TASK MATERIAL ->
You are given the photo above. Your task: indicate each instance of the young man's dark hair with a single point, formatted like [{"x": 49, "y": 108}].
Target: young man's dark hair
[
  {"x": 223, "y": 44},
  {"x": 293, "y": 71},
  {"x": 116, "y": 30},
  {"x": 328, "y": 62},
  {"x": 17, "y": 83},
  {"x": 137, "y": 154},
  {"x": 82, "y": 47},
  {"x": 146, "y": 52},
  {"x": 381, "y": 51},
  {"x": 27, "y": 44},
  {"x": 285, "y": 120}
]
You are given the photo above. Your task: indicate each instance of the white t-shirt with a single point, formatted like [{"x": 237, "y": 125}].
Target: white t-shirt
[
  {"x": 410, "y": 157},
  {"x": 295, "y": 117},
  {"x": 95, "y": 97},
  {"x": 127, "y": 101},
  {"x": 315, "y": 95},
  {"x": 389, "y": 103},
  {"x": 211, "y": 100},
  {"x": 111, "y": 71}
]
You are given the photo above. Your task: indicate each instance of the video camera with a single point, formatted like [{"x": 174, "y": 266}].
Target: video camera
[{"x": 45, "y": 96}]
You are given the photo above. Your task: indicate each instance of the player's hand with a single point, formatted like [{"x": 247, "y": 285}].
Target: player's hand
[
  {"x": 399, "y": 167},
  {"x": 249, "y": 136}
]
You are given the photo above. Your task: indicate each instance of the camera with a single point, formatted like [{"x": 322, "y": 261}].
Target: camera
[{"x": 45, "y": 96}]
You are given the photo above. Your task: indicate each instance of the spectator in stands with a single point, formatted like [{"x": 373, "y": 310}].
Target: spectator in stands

PROBLEM REQUIREMENTS -> Reproduce the material above exactly; please quote every line of it.

OUTPUT FOR THIS EXERCISE ->
You are given the photo above. Your task: indicate each instance of the young man's dark hair with a single point, formatted like [{"x": 49, "y": 108}].
Target: young man's dark hair
[
  {"x": 223, "y": 44},
  {"x": 293, "y": 71},
  {"x": 116, "y": 30},
  {"x": 328, "y": 62},
  {"x": 17, "y": 83},
  {"x": 137, "y": 154},
  {"x": 82, "y": 47},
  {"x": 146, "y": 52},
  {"x": 381, "y": 51},
  {"x": 27, "y": 44},
  {"x": 285, "y": 120}
]
You are given the photo above. Your task: indicate each instance of the white t-shirt with a single point, formatted like [{"x": 237, "y": 125}].
Target: white t-shirt
[
  {"x": 410, "y": 157},
  {"x": 295, "y": 117},
  {"x": 95, "y": 97},
  {"x": 127, "y": 101},
  {"x": 315, "y": 95},
  {"x": 389, "y": 103},
  {"x": 211, "y": 100},
  {"x": 111, "y": 71}
]
You are given the photo above. Your task: indicate each instance of the video camera with a single point, formatted like [{"x": 174, "y": 266}].
Target: video camera
[{"x": 45, "y": 96}]
You are given the photo above. Your task: indicate each instance of the player's hand with a single point, formatted like [{"x": 247, "y": 285}].
Target: player's hand
[
  {"x": 399, "y": 167},
  {"x": 249, "y": 136}
]
You are given the photo above. Your task: indicate each instance of the camera with a single point, formatted like [{"x": 322, "y": 261}].
Target: camera
[{"x": 45, "y": 96}]
You are given the photo above. Your task: indicate each instance of the spectator in stands with a single point, formatted like [{"x": 373, "y": 310}].
Target: spectator in stands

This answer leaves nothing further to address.